=== TASK STATEMENT ===
If a line below contains the word "rosemary", count it. Please give the total and nothing else.

━━━ MATERIALS PROVIDED

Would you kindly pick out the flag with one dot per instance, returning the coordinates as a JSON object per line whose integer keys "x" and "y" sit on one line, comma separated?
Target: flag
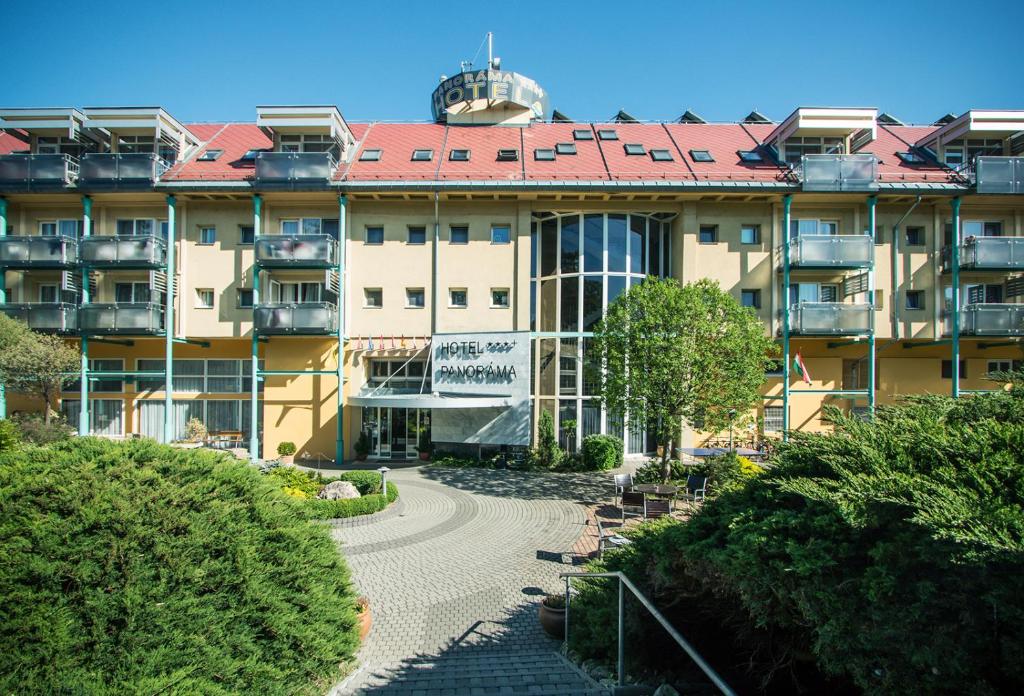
{"x": 798, "y": 364}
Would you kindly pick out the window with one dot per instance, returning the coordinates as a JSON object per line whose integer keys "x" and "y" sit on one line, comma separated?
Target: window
{"x": 500, "y": 298}
{"x": 459, "y": 234}
{"x": 947, "y": 370}
{"x": 204, "y": 298}
{"x": 375, "y": 235}
{"x": 458, "y": 297}
{"x": 417, "y": 234}
{"x": 414, "y": 298}
{"x": 245, "y": 298}
{"x": 373, "y": 297}
{"x": 914, "y": 236}
{"x": 501, "y": 234}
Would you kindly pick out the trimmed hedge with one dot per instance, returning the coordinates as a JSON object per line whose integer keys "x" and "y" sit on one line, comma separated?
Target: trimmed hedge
{"x": 133, "y": 567}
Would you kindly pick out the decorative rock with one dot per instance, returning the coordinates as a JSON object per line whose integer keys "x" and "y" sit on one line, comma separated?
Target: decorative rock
{"x": 338, "y": 490}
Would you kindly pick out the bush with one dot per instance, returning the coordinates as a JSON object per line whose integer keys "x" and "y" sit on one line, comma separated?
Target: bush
{"x": 601, "y": 452}
{"x": 133, "y": 567}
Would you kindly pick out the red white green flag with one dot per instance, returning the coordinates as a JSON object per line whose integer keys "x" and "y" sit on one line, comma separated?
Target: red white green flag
{"x": 798, "y": 364}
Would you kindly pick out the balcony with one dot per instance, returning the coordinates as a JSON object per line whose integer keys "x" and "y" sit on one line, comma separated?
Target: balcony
{"x": 58, "y": 317}
{"x": 121, "y": 170}
{"x": 135, "y": 251}
{"x": 38, "y": 252}
{"x": 833, "y": 251}
{"x": 293, "y": 169}
{"x": 830, "y": 318}
{"x": 999, "y": 174}
{"x": 307, "y": 318}
{"x": 134, "y": 318}
{"x": 37, "y": 172}
{"x": 839, "y": 173}
{"x": 297, "y": 251}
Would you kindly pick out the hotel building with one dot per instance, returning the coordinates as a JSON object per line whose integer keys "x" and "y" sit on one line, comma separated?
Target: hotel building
{"x": 305, "y": 278}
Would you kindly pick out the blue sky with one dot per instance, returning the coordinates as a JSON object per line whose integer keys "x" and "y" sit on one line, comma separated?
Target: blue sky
{"x": 217, "y": 60}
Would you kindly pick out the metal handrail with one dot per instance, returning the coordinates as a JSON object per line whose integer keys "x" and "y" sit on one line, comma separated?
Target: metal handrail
{"x": 625, "y": 581}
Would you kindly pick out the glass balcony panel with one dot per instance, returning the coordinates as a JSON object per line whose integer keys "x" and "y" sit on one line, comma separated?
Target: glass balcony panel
{"x": 833, "y": 251}
{"x": 298, "y": 251}
{"x": 830, "y": 318}
{"x": 38, "y": 252}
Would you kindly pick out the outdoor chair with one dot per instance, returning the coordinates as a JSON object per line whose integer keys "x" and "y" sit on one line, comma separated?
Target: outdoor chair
{"x": 632, "y": 503}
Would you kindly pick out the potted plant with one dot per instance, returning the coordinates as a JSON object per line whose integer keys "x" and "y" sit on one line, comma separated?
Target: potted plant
{"x": 286, "y": 450}
{"x": 552, "y": 614}
{"x": 361, "y": 446}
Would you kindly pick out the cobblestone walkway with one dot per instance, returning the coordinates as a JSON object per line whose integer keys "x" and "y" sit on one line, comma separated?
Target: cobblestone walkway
{"x": 454, "y": 572}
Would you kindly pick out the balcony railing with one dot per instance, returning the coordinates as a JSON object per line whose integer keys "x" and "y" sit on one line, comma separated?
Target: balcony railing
{"x": 121, "y": 169}
{"x": 57, "y": 317}
{"x": 999, "y": 174}
{"x": 313, "y": 318}
{"x": 839, "y": 173}
{"x": 830, "y": 318}
{"x": 38, "y": 252}
{"x": 33, "y": 172}
{"x": 131, "y": 251}
{"x": 297, "y": 251}
{"x": 134, "y": 318}
{"x": 833, "y": 251}
{"x": 293, "y": 168}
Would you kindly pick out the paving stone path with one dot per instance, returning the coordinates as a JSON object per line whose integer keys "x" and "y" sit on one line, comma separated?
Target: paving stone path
{"x": 454, "y": 572}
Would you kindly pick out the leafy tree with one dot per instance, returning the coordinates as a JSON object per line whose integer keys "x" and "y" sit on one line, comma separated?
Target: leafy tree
{"x": 677, "y": 354}
{"x": 35, "y": 363}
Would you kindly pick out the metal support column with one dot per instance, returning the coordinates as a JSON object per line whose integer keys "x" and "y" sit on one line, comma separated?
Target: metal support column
{"x": 83, "y": 411}
{"x": 339, "y": 449}
{"x": 786, "y": 206}
{"x": 254, "y": 397}
{"x": 169, "y": 325}
{"x": 954, "y": 309}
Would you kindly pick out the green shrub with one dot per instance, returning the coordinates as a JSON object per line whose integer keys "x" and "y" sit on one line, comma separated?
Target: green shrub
{"x": 601, "y": 452}
{"x": 133, "y": 567}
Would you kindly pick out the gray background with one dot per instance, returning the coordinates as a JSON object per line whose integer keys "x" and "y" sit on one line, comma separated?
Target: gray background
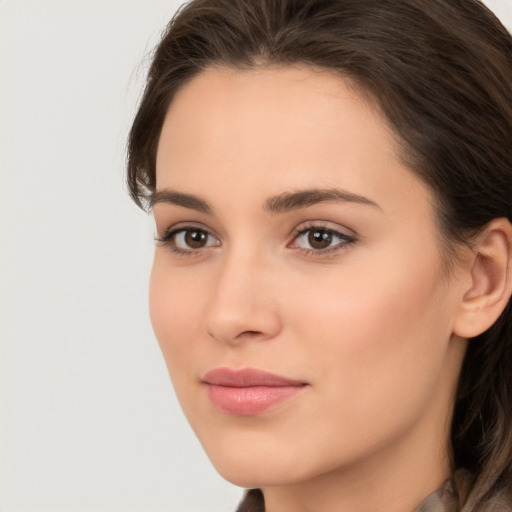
{"x": 88, "y": 418}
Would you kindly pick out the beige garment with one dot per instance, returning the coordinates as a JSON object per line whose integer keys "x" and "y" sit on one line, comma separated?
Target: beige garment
{"x": 447, "y": 498}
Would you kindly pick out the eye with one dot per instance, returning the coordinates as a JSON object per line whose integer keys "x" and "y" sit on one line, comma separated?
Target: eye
{"x": 189, "y": 239}
{"x": 321, "y": 239}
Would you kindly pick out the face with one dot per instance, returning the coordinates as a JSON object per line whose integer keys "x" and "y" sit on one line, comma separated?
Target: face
{"x": 298, "y": 291}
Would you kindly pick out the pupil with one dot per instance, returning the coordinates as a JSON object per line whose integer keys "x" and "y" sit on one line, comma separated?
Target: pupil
{"x": 196, "y": 238}
{"x": 320, "y": 239}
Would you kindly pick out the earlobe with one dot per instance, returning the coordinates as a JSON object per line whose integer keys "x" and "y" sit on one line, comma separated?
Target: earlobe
{"x": 490, "y": 286}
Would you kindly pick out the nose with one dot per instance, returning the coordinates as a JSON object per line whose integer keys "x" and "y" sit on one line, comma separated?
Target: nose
{"x": 243, "y": 305}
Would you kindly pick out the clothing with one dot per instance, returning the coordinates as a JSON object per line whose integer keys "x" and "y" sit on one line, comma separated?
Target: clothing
{"x": 447, "y": 498}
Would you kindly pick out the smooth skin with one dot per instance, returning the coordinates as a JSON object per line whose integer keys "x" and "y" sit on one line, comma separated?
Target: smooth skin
{"x": 293, "y": 239}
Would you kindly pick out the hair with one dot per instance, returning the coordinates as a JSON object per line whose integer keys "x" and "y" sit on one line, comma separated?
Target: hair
{"x": 441, "y": 73}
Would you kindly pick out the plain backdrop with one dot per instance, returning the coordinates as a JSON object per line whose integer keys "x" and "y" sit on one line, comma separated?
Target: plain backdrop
{"x": 88, "y": 418}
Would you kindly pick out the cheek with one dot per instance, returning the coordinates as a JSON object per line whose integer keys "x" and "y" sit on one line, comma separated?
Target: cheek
{"x": 175, "y": 311}
{"x": 379, "y": 338}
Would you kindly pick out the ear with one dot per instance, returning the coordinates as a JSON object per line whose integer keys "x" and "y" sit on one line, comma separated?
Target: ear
{"x": 490, "y": 281}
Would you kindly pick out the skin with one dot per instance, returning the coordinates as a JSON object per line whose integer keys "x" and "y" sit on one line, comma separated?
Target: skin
{"x": 369, "y": 324}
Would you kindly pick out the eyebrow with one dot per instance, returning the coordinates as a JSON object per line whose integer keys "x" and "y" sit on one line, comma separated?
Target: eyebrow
{"x": 170, "y": 196}
{"x": 304, "y": 198}
{"x": 282, "y": 203}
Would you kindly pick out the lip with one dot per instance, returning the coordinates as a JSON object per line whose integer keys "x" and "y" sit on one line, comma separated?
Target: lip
{"x": 248, "y": 391}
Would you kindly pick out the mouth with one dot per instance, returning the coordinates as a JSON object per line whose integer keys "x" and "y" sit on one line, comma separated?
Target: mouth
{"x": 249, "y": 392}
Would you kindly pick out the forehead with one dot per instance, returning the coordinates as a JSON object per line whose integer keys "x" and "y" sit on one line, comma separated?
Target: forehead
{"x": 272, "y": 128}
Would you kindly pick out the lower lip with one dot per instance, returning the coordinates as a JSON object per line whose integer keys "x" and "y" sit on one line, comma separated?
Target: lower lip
{"x": 250, "y": 401}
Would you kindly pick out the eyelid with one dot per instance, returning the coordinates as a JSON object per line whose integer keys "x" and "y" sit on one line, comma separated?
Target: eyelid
{"x": 168, "y": 238}
{"x": 347, "y": 237}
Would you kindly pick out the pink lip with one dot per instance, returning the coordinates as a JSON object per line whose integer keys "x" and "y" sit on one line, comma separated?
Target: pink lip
{"x": 248, "y": 392}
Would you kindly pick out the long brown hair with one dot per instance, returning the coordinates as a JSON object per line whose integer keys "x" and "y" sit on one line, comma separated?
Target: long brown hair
{"x": 441, "y": 72}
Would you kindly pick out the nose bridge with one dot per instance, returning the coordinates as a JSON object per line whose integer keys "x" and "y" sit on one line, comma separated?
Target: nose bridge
{"x": 242, "y": 304}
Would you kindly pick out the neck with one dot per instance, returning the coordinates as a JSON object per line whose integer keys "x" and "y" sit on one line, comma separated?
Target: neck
{"x": 396, "y": 479}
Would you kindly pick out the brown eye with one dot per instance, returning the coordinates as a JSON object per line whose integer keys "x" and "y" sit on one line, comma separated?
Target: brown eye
{"x": 320, "y": 238}
{"x": 196, "y": 238}
{"x": 188, "y": 240}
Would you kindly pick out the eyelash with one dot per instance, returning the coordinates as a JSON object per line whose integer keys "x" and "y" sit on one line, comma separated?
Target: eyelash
{"x": 168, "y": 239}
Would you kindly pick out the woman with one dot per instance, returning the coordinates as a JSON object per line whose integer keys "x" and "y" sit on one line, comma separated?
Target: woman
{"x": 331, "y": 182}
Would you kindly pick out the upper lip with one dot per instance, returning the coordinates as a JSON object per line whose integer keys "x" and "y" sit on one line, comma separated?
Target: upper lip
{"x": 247, "y": 377}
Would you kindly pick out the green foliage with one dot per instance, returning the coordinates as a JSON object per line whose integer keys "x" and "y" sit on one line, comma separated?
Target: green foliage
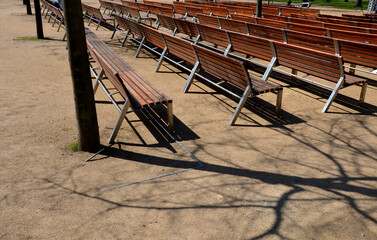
{"x": 74, "y": 146}
{"x": 29, "y": 38}
{"x": 334, "y": 3}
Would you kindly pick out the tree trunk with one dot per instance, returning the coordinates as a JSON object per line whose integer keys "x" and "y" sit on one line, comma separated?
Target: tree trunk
{"x": 82, "y": 85}
{"x": 259, "y": 8}
{"x": 38, "y": 19}
{"x": 358, "y": 3}
{"x": 28, "y": 7}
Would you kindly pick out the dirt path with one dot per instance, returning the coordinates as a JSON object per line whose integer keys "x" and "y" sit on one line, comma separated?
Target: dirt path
{"x": 306, "y": 176}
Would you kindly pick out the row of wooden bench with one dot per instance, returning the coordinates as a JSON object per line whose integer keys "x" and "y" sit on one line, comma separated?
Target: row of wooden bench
{"x": 94, "y": 14}
{"x": 354, "y": 53}
{"x": 137, "y": 92}
{"x": 242, "y": 23}
{"x": 367, "y": 28}
{"x": 325, "y": 66}
{"x": 53, "y": 12}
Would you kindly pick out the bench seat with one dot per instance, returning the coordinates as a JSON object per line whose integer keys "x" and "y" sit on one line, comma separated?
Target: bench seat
{"x": 138, "y": 92}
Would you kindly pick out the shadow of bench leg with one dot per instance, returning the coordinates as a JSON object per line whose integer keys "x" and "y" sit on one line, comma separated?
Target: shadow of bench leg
{"x": 333, "y": 94}
{"x": 191, "y": 77}
{"x": 170, "y": 118}
{"x": 119, "y": 122}
{"x": 363, "y": 92}
{"x": 240, "y": 105}
{"x": 278, "y": 102}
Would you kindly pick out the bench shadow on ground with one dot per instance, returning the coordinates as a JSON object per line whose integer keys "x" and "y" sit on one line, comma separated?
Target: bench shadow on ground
{"x": 340, "y": 187}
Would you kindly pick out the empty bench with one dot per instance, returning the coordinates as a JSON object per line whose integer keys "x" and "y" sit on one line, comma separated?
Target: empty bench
{"x": 137, "y": 92}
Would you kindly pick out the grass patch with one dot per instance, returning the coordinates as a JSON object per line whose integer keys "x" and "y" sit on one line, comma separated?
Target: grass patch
{"x": 30, "y": 38}
{"x": 74, "y": 146}
{"x": 334, "y": 3}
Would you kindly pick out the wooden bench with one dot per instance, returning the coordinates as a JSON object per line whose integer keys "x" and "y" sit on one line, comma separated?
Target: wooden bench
{"x": 193, "y": 11}
{"x": 328, "y": 67}
{"x": 137, "y": 92}
{"x": 180, "y": 9}
{"x": 150, "y": 36}
{"x": 94, "y": 14}
{"x": 122, "y": 24}
{"x": 233, "y": 25}
{"x": 232, "y": 71}
{"x": 209, "y": 20}
{"x": 106, "y": 6}
{"x": 166, "y": 22}
{"x": 219, "y": 11}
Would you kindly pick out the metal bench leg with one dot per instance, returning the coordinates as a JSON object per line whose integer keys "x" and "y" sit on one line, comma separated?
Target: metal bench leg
{"x": 333, "y": 94}
{"x": 279, "y": 99}
{"x": 191, "y": 77}
{"x": 125, "y": 38}
{"x": 139, "y": 48}
{"x": 115, "y": 29}
{"x": 119, "y": 122}
{"x": 268, "y": 71}
{"x": 60, "y": 24}
{"x": 240, "y": 105}
{"x": 99, "y": 22}
{"x": 170, "y": 117}
{"x": 352, "y": 71}
{"x": 98, "y": 78}
{"x": 363, "y": 92}
{"x": 161, "y": 59}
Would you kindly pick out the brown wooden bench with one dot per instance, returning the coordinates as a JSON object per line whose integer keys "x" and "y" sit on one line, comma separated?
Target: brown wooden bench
{"x": 137, "y": 92}
{"x": 193, "y": 11}
{"x": 121, "y": 24}
{"x": 94, "y": 14}
{"x": 180, "y": 9}
{"x": 219, "y": 11}
{"x": 166, "y": 22}
{"x": 233, "y": 72}
{"x": 209, "y": 20}
{"x": 233, "y": 25}
{"x": 323, "y": 65}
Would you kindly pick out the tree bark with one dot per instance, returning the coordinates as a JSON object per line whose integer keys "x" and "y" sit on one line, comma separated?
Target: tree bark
{"x": 259, "y": 8}
{"x": 358, "y": 3}
{"x": 38, "y": 19}
{"x": 28, "y": 7}
{"x": 88, "y": 135}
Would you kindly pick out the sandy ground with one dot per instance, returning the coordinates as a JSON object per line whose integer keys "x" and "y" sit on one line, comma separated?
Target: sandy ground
{"x": 307, "y": 175}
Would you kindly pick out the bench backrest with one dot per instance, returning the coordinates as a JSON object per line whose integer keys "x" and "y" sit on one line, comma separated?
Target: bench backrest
{"x": 354, "y": 36}
{"x": 320, "y": 43}
{"x": 251, "y": 45}
{"x": 154, "y": 9}
{"x": 222, "y": 67}
{"x": 265, "y": 31}
{"x": 179, "y": 9}
{"x": 166, "y": 22}
{"x": 271, "y": 22}
{"x": 134, "y": 28}
{"x": 359, "y": 53}
{"x": 180, "y": 48}
{"x": 219, "y": 11}
{"x": 213, "y": 35}
{"x": 233, "y": 25}
{"x": 134, "y": 13}
{"x": 122, "y": 22}
{"x": 152, "y": 36}
{"x": 186, "y": 27}
{"x": 320, "y": 64}
{"x": 193, "y": 11}
{"x": 167, "y": 11}
{"x": 209, "y": 20}
{"x": 245, "y": 11}
{"x": 308, "y": 29}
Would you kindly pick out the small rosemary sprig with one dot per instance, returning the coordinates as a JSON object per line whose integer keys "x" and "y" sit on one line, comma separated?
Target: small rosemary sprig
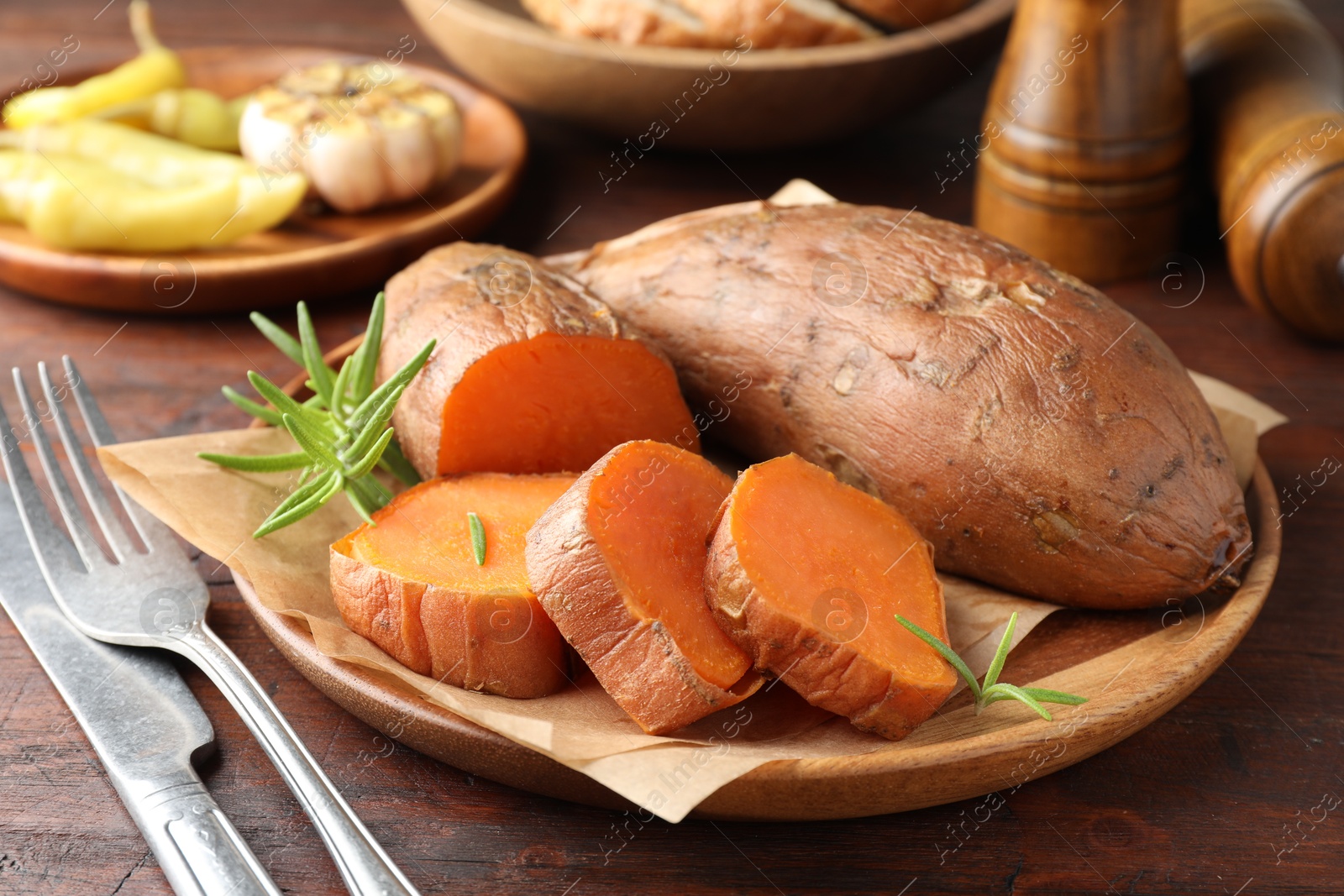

━━━━━━

=== RESPONSE ===
2